**Given task**
Return the listing below unchanged, minus its pictures.

**Data shown**
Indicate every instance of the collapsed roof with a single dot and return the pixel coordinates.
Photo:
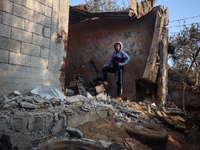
(137, 10)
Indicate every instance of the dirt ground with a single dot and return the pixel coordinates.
(107, 129)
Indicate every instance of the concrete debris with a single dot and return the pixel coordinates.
(74, 132)
(138, 127)
(117, 146)
(69, 92)
(48, 92)
(103, 144)
(28, 105)
(100, 88)
(76, 98)
(17, 93)
(88, 95)
(172, 110)
(39, 118)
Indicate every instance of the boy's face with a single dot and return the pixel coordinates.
(117, 47)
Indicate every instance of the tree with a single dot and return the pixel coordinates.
(186, 47)
(106, 5)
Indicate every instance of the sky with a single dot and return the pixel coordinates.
(178, 9)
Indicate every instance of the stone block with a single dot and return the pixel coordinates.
(19, 59)
(48, 11)
(47, 32)
(36, 6)
(41, 41)
(59, 126)
(4, 56)
(7, 6)
(27, 105)
(18, 123)
(36, 123)
(74, 132)
(23, 12)
(21, 2)
(5, 30)
(21, 35)
(46, 2)
(9, 44)
(12, 20)
(39, 62)
(103, 144)
(30, 49)
(49, 119)
(45, 53)
(42, 19)
(33, 27)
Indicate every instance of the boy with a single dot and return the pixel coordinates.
(119, 60)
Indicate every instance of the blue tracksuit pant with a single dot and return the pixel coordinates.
(119, 71)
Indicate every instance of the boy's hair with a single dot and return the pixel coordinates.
(117, 44)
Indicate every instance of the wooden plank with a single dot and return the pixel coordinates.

**Task answer**
Indicate every instance of the collapsed roof with a single dot and return the pixel coordinates.
Photo:
(137, 10)
Indicate every instance of the dirt ground with a single dot and return the pixel coordinates.
(107, 129)
Indicate every instance of the concrete debris with a single dot and return the pixel coordinates.
(74, 132)
(138, 127)
(117, 146)
(69, 92)
(48, 92)
(103, 144)
(28, 105)
(100, 88)
(76, 98)
(17, 93)
(88, 95)
(172, 110)
(39, 118)
Indicate every instance of the boy's face with a single dot and return the pixel coordinates.
(117, 47)
Indicate every instance of the tree with a single dot and return the pixel coordinates.
(186, 47)
(106, 5)
Indicate every instance of the sky with a single dot and return the pixel coordinates.
(178, 9)
Indicate every instance of the stone block with a single dot and return the pixel coordinates.
(19, 59)
(48, 11)
(47, 32)
(36, 6)
(41, 41)
(59, 126)
(4, 56)
(7, 6)
(27, 105)
(18, 123)
(36, 123)
(74, 132)
(23, 12)
(21, 2)
(5, 30)
(21, 35)
(46, 2)
(9, 44)
(12, 20)
(39, 62)
(103, 144)
(30, 49)
(49, 119)
(45, 53)
(42, 19)
(33, 27)
Indicate every instance of the boy with a single dot and return the pixel coordinates.
(119, 60)
Indicate every instance of the blue tracksuit pant with a single dot and return the pixel coordinates.
(119, 71)
Indicate every instance of the boy's hair with a single dot and return the pixel coordinates.
(117, 44)
Indicate every instance of the wooden plank with a single dot and return the pixel coordinates.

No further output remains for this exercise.